start ROWS

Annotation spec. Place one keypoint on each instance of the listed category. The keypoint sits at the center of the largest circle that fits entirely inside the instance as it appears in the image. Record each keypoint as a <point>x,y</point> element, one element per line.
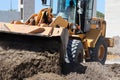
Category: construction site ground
<point>21,64</point>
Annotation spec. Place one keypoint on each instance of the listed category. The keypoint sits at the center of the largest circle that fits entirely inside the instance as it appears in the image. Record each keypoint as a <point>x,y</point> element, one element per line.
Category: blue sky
<point>5,5</point>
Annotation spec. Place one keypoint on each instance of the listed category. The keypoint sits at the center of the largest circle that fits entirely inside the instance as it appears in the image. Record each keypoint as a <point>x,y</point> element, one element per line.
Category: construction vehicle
<point>77,37</point>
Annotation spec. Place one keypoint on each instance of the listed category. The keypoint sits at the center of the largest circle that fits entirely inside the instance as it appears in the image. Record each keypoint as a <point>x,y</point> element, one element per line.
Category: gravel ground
<point>18,63</point>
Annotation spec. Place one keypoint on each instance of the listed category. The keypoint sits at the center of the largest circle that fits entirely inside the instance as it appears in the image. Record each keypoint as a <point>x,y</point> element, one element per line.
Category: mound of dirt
<point>17,63</point>
<point>94,71</point>
<point>22,61</point>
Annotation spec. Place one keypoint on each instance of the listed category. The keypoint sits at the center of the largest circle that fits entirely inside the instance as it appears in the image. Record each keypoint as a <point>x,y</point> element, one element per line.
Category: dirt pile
<point>20,61</point>
<point>17,63</point>
<point>115,49</point>
<point>93,71</point>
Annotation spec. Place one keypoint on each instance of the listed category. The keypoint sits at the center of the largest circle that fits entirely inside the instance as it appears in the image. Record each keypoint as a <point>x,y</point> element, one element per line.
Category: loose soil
<point>19,63</point>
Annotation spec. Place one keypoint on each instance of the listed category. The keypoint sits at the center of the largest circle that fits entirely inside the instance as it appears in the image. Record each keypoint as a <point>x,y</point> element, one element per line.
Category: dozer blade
<point>56,41</point>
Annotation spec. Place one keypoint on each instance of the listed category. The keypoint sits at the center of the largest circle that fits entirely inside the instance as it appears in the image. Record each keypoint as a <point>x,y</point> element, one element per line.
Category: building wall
<point>7,16</point>
<point>112,17</point>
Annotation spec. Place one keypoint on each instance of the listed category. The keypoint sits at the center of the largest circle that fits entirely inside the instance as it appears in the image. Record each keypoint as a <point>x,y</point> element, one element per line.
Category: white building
<point>112,16</point>
<point>25,9</point>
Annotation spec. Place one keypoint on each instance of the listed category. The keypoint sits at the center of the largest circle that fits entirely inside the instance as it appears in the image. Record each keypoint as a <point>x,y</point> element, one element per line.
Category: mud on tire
<point>99,53</point>
<point>74,51</point>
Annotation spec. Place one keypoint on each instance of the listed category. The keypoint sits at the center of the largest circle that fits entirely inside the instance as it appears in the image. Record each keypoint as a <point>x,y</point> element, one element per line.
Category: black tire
<point>99,53</point>
<point>74,51</point>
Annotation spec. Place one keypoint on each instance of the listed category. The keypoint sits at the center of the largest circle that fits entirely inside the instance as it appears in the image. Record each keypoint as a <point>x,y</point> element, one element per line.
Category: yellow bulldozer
<point>65,26</point>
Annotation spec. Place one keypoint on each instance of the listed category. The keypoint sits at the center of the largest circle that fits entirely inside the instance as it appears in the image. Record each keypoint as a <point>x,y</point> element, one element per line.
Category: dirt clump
<point>93,71</point>
<point>17,63</point>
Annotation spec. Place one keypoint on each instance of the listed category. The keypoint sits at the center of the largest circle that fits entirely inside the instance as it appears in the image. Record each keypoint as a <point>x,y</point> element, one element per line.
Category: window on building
<point>21,1</point>
<point>21,10</point>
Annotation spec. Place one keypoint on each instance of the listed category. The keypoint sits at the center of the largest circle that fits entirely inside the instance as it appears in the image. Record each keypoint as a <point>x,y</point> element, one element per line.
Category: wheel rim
<point>101,52</point>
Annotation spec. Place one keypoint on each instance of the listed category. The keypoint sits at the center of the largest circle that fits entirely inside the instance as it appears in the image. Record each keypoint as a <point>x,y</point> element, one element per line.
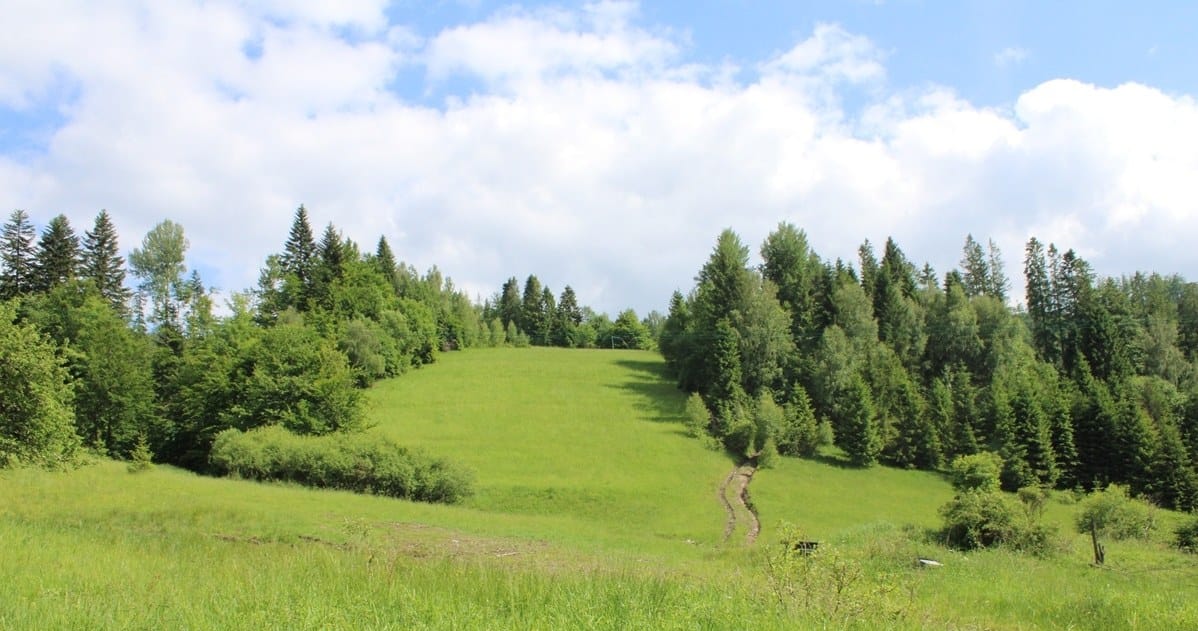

end ROWS

Turn every line above into a Markdown table with two columns, Row and Line, giving each line its own numbered row and skipping blank lines. Leave the pictures out.

| Row | Line |
|---|---|
| 1 | Annotation spec. Place one keypoint on each instance of the listed category. The keypoint sits at the center of the largest circle that fits entirely inside the instance as it appears in the image. Record each keypoint as a <point>x,y</point> element, one element per line. |
| 2 | Category: construction site ground |
| 3 | <point>21,64</point> |
| 4 | Annotation spec. Place one keypoint on each instance of the listed category. The keypoint sits at the center of the largest circle that fits entirely inside the instance as it appears in the image. Record each keypoint as a <point>x,y</point> element, one element per line. |
| 5 | Category: blue sky |
| 6 | <point>5,5</point> |
| 7 | Annotation spec. Place one keypoint on each instance of the listed category. The keypoint sits at the center of the largest circle that fits entirely inside the instance as it appears in the image. Record each keypoint as a <point>x,y</point> element, one element per line. |
| 8 | Category: construction vehicle |
| 9 | <point>77,37</point> |
| 10 | Annotation spec. Place one keypoint on each instance of the listed category. The keypoint sits at the center of the largest circle that fits entirely inside the instance as it appears in the image. Record each keypoint as a <point>x,y</point> element, one element per line. |
| 11 | Category: gravel ground |
| 12 | <point>18,63</point> |
| 13 | Annotation spec. Place one keypoint on each instance of the listed category. The keypoint sits at the center of the largest circle that fits entirely inside the instance as it appears in the image. Record each keypoint as a <point>x,y</point> element, one element per line. |
| 14 | Category: mound of dirt |
| 15 | <point>17,63</point> |
| 16 | <point>94,71</point> |
| 17 | <point>22,61</point> |
| 18 | Annotation spec. Place one keypoint on each instance of the listed category. The keypoint sits at the center of the largest circle that fits entirely inside the instance as it appears in the image. Record each keypoint as a <point>x,y</point> element, one element per line. |
| 19 | Category: dirt pile |
| 20 | <point>20,61</point> |
| 21 | <point>17,63</point> |
| 22 | <point>115,49</point> |
| 23 | <point>93,71</point> |
| 24 | Annotation spec. Place one keypoint on each instance of the listed category. The keypoint sits at the center of the largest circle that fits entirely inside the instance as it appears in the image. Record each keypoint as a <point>x,y</point> element, one element per line. |
| 25 | Category: loose soil |
| 26 | <point>19,63</point> |
| 27 | Annotation spec. Place one keypoint on each instance of the listed category. The keypoint sits at the center of the largest circle that fits entirely inside the instance as it appears in the image. Record each keypoint as a <point>x,y</point> element, one element per line. |
| 28 | Category: dozer blade |
| 29 | <point>56,41</point> |
| 30 | Annotation spec. Place one keypoint on each instance of the listed category. The keypoint sits at the center of the largest circle that fits entirely inside the instance as it appears in the image. Record each keypoint as a <point>x,y</point> element, one element per line. |
| 31 | Category: building wall |
| 32 | <point>7,16</point> |
| 33 | <point>112,17</point> |
| 34 | Annotation spec. Place one keypoint on each instance of the listed category. The keypoint sits at the center of the largest circle that fits entirely inside the instance as it appears in the image. Record each keypoint as a <point>x,y</point> element, one element per line. |
| 35 | Category: white building |
| 36 | <point>112,16</point> |
| 37 | <point>25,9</point> |
| 38 | Annotation spec. Place one keypoint on each instance of the listed category. The keypoint sits at the center of the largest circle that fits entirely inside the instance as it appears in the image. Record each keypoint as a <point>x,y</point> element, one element per line. |
| 39 | Category: mud on tire |
| 40 | <point>99,53</point> |
| 41 | <point>74,51</point> |
| 42 | Annotation spec. Place one keypoint on each instance of the listed category. The keypoint sits at the center of the largest circle that fits entirely inside the instance as it appears in the image. Record each keypoint as a <point>x,y</point> element, one element per line. |
| 43 | Category: black tire |
| 44 | <point>99,53</point> |
| 45 | <point>74,51</point> |
| 46 | Annotation spec. Place one keypoint on each instance of the listed category. The keypoint sits at the center of the largest circle that fits entirely inside the instance as it appears in the image. Record each keypoint as a <point>x,y</point> element, one element per line. |
| 47 | Category: yellow bulldozer |
| 48 | <point>65,26</point> |
| 49 | Annotation spec. Place one keypoint on each instance of the listed category. The keypoint sits at the center of the largest circle that fits entirely inside the instance as it appears in the image. Record each keypoint as a <point>x,y</point> element, one element per line. |
| 50 | Category: dirt clump |
| 51 | <point>93,71</point> |
| 52 | <point>17,63</point> |
| 53 | Annotation spec. Place one keypoint on each instance of the listed category. The keypoint sits at the center of the largest circle that fits entirely inside the instance as it appears in the image. Record each keypoint as a <point>x,y</point> element, one element per line. |
| 54 | Category: window on building |
| 55 | <point>21,1</point> |
| 56 | <point>21,10</point> |
| 57 | Annotation spec. Place one keypoint on each instance of the listed category. The keypoint sits at the center of the largest circle that fits entirely inside the instance as it appears in the image. Record each keypoint as a <point>x,y</point> element, one element per line. |
| 58 | Category: wheel rim |
| 59 | <point>101,52</point> |
| 60 | Annotation spec. Place one keypoint on each instance of the listed category. The keypoint sits at the center of the largest circle that fits entirely inside the instance as it appears in the image. Record each keypoint as a <point>x,y</point> element, one element per line. |